━━━ DATA FOR THIS TASK
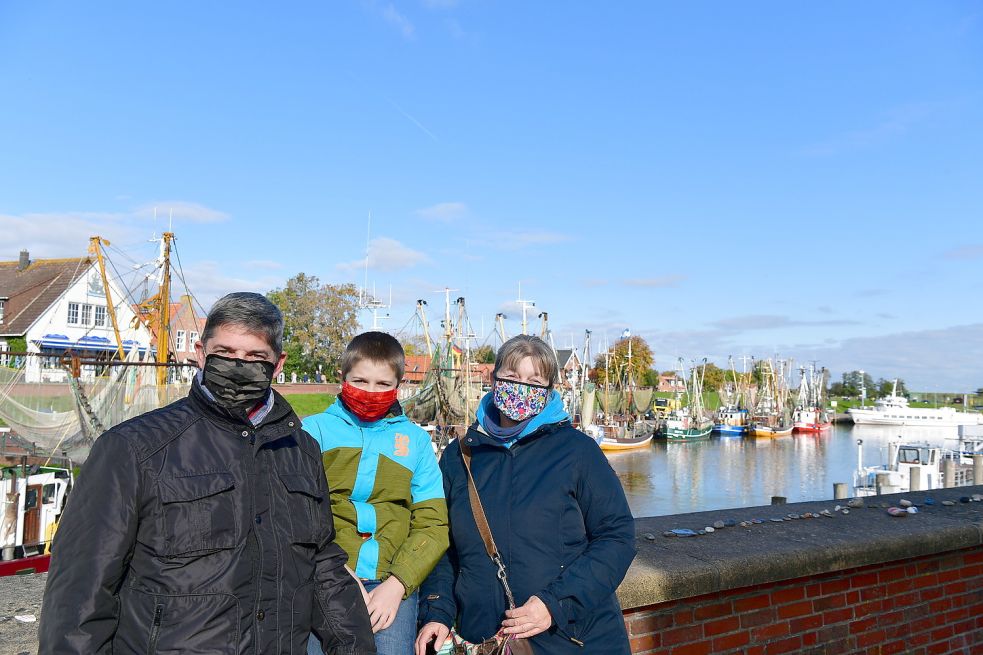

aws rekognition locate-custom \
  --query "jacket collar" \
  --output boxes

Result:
[188,379,300,441]
[324,396,409,430]
[461,418,570,452]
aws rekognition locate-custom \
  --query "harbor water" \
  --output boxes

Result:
[607,424,958,516]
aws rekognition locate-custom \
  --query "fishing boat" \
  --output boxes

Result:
[748,359,793,437]
[666,359,713,441]
[847,380,983,428]
[853,437,973,496]
[792,364,833,433]
[0,456,74,576]
[399,289,489,453]
[587,425,655,452]
[0,232,195,461]
[713,357,750,437]
[581,330,657,452]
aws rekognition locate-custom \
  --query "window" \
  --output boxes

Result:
[41,484,58,505]
[24,487,38,510]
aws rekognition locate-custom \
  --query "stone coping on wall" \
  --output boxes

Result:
[618,486,983,610]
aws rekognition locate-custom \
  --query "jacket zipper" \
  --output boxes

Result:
[147,605,164,655]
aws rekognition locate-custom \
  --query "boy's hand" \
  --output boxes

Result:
[366,575,406,632]
[502,596,553,639]
[414,621,451,655]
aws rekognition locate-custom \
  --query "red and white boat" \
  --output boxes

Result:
[792,365,833,433]
[0,463,73,576]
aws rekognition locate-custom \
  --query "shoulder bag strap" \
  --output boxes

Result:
[458,438,515,609]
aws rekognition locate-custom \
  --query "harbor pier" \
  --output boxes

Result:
[618,486,983,655]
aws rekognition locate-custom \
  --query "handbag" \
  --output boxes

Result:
[462,440,533,655]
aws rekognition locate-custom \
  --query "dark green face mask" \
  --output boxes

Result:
[202,355,276,412]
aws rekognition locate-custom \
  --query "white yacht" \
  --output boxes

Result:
[847,380,983,428]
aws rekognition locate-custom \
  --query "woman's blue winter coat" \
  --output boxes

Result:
[420,393,635,655]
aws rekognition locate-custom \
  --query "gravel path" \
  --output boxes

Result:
[0,573,48,655]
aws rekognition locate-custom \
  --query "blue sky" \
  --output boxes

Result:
[0,0,983,391]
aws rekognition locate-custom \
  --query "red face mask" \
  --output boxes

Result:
[341,382,399,423]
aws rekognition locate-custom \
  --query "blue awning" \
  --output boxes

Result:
[34,334,147,352]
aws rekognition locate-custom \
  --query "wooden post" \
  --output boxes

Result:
[942,459,956,489]
[908,465,922,491]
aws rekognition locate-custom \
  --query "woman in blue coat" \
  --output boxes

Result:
[416,335,635,655]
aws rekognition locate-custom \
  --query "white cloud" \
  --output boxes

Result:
[942,243,983,259]
[625,275,686,289]
[0,212,140,261]
[133,200,229,223]
[710,314,860,332]
[382,2,416,39]
[481,230,571,250]
[798,323,983,392]
[338,237,430,271]
[178,260,283,311]
[246,259,283,271]
[0,201,228,260]
[413,202,468,223]
[803,102,945,157]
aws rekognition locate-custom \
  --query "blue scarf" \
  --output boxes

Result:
[475,390,570,448]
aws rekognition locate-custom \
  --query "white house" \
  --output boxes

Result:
[0,251,151,382]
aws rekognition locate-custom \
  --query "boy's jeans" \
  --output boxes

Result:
[307,580,420,655]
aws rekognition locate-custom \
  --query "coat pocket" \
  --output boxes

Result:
[159,472,238,557]
[279,473,327,545]
[112,587,242,655]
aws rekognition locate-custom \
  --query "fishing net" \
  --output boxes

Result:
[0,349,191,459]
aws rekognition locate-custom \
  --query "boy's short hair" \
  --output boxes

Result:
━━━━━━
* [CHALLENGE]
Ignore the images and quote every line of the listing exactly.

* [FULL OUTPUT]
aws rekognition locate-custom \
  --query "jacket collar" \
  --output boxes

Result:
[188,379,300,441]
[324,396,409,430]
[461,418,570,452]
aws rekognition locate-custom \
  --query "harbor water" \
  --output boxes

Result:
[607,424,958,516]
aws rekognition locate-custom \
  --query "fishing boat" \
  --output boxes

Result:
[748,359,793,437]
[666,359,713,441]
[847,380,983,428]
[853,437,973,496]
[792,364,833,433]
[0,456,74,576]
[399,289,489,453]
[587,425,655,452]
[0,232,195,461]
[713,357,750,437]
[581,330,657,452]
aws rekognition locate-custom \
  --query "window" \
  --output boxes

Result:
[41,484,58,505]
[24,487,38,510]
aws rekognition locate-custom \
  --query "stone coping on wall" \
  --output boxes

Result:
[618,486,983,610]
aws rekognition locate-custom \
  --query "jacket zipper" \
  --output boxes

Result:
[147,605,164,655]
aws rekognition locate-custom \
  --query "boy's hand" \
  --output boxes

Result:
[366,575,406,632]
[502,596,553,639]
[414,621,451,655]
aws rekognition locate-custom \
  --query "red and white boat" \
  --output boxes

Result:
[792,365,833,433]
[0,463,73,576]
aws rekognition locate-custom \
  --query "shoulder bag strap" \
  --output boxes

Result:
[458,438,515,609]
aws rekognition locate-custom \
  --query "harbor pier" \
  --output boxes

Result:
[618,486,983,655]
aws rekognition locate-custom \
  --query "handbag" \
  --output boxes

Result:
[462,440,533,655]
aws rekognition locate-custom \
  --query "dark green face mask" \
  --output boxes

Result:
[202,355,276,412]
aws rekognition locate-custom \
  --query "white yacht" \
  --output boxes

Result:
[847,380,983,428]
aws rekognition locate-custom \
  --query "woman's blue winter coat" \
  --output boxes

Result:
[420,393,635,655]
aws rekognition locate-custom \
  --query "gravel path" \
  --output boxes

Result:
[0,573,48,655]
aws rekognition locate-custom \
  --query "blue sky" \
  --output boxes

Result:
[0,0,983,391]
aws rekognition locate-custom \
  --query "red face mask" \
  --output boxes

Result:
[341,382,399,423]
aws rekognition locate-custom \
  --query "blue awning" \
  --output boxes

Result:
[34,334,147,352]
aws rekognition locate-custom \
  --query "wooden post" \
  --output boxes

Result:
[942,459,956,489]
[908,465,922,491]
aws rekognition locate-custom \
  --query "woman in blue coat" \
  --output boxes

Result:
[416,335,635,655]
aws rekognition locate-custom \
  --query "white cloud" \
  --output boxes

Result:
[942,243,983,259]
[625,275,686,289]
[0,212,140,261]
[133,200,229,223]
[710,314,860,332]
[382,2,416,39]
[481,230,571,250]
[798,323,983,392]
[338,237,430,271]
[178,260,283,311]
[246,259,283,271]
[0,201,228,260]
[413,202,468,223]
[803,102,945,157]
aws rekognition locate-custom \
  --query "blue scarf" \
  --output boxes

Result:
[475,390,570,448]
aws rekognition locate-custom \
  --query "white house" \
  --output boxes

Result:
[0,251,151,382]
aws rekognition locate-custom \
  --query "boy's jeans" \
  --output boxes

Result:
[307,580,420,655]
aws rekognition locate-custom \
  --query "coat pocket" \
  --output boxes

Result:
[159,472,238,557]
[279,473,327,545]
[112,587,242,655]
aws rekognition locate-custom \
  --query "fishing net" \
  --output boxes

Result:
[0,349,191,459]
aws rekognition locate-custom \
  --query "boy's short hair" \
  --output boxes

Result:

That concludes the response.